SELECTED PASSAGE =>
--*--

Vito Spatafore: (After Finn has seen Vito performing oral sex on a male security guard in the morning) Badan. Sound like a racehorse pissin' in there.
Finn DeTrolio: Hey, how's it goin'?
Vito Spatafore: You know, I never asked you what your last name is.
Finn DeTrolio: It's DeTrolio.
Vito Spatafore: Finn DeTrolio, my arch nemesis. Enjoyin' yourself here?
Finn DeTrolio: It's alright.
Vito Spatafore: I keep tellin' you, you shouldn't work so hard. Long hours. This fuckin' heat. Plus you came in so early today.
Finn DeTrolio: I just do what the job is.
Vito Spatafore: Good. You're strong. That helps. You know you can call me Vito.
Finn DeTrolio: Yeah...I..I know.
Vito Spatafore: So say it. Lemme hear you say, "what's up, Vito?"
Finn DeTrolio: What's up, Vito?
Vito Spatafore: Not much, Finn. 'Cept I got a little surprise for ya. Two tickets to see your Padres take a beatin' from the Yanks tonight.
Finn DeTrolio: Whoah...shit...
Vito Spatafore: Third base line, plus it's bat night.
Finn DeTrolio: That's really nice, Vito, but I..I don't know if I can-
Vito Spatafore: Don't pull that aw-shucks shit with me! You're fuckin' goin'! I'll see you under the bat tonight, seven sharp. And I don't like to miss the National Anthem.

Meadow Soprano: So you're just not gonna show up?! You love baseball, what is wrong with you!!!?

--*--

SOURCE DATA =>
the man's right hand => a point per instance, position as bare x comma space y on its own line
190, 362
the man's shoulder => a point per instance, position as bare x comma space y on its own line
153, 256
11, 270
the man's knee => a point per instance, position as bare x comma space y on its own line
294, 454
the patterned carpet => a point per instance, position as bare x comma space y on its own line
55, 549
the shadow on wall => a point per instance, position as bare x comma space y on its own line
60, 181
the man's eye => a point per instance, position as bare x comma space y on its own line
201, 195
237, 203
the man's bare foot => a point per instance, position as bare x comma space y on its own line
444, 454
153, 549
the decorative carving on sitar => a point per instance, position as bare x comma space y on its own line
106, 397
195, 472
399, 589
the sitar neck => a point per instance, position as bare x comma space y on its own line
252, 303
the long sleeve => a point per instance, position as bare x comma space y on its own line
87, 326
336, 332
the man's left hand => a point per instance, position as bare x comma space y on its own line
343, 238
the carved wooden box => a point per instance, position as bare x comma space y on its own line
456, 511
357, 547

--*--

DESCRIPTION OF THE TASK => Carry the dialogue between Vito, Finn and Meadow forward from its last line.

EXPECTED OUTPUT =>
Finn DeTrolio: I don't like the guy, alright?
Meadow Soprano: Right, I get it. Dr. DeTrolio can't hang with the common folk.
Finn DeTrolio: He came onto me alright! Either that, or he wants to kill me.
Meadow Soprano: What?!
Finn DeTrolio: I saw him blowing some security guard in the parkin' lot.
Meadow Soprano: When? What are you talking about!?
Finn DeTrolio: This mornin' I showed up early, I didn't wanna say anythin' but I'm really afraid of this guy.
Meadow Soprano: Vito Spatafore is a married man Finn, I seriously doubt he wants to kill you.
Finn DeTrolio: Well maybe he wants to fuck me and then kill me!
Meadow Soprano: Wait a minute, is that why you got out the suitcase.
Finn DeTrolio: I am not going back to the site.
Meadow Soprano: Do you have any idea the strings my father pulled to get you that job and you just fuckin' quit! I'm gonna hear so much bullshit!!
Finn DeTrolio: So its all about you right?!
Meadow Soprano: Is that all you can say whenever its anythin' to do with my feelin's? So you're going back to Mission Viejo?
Finn DeTrolio: I didn't say that!
Meadow Soprano: Why don't you just admit it!? This whole thing. The fight, this stuff with Vito, it's really about you not wanting to commit!
Finn DeTrolio: I'm right here, we fucking live together.
Meadow Soprano: But you got out a suitcase!!
Finn DeTrolio: It's my process! Okay? Look you never can tell!!
Meadow Soprano: Your process?!!
Finn DeTrolio: About anything, the future, I was thinking out loud. Well not out loud, but in the action of getting out the suitcase I was thinking.
Meadow Soprano: Thinking of leaving!
Finn DeTrolio: No...well yes...but I'm still here...I didn't go.
Meadow Soprano: Fuck you!!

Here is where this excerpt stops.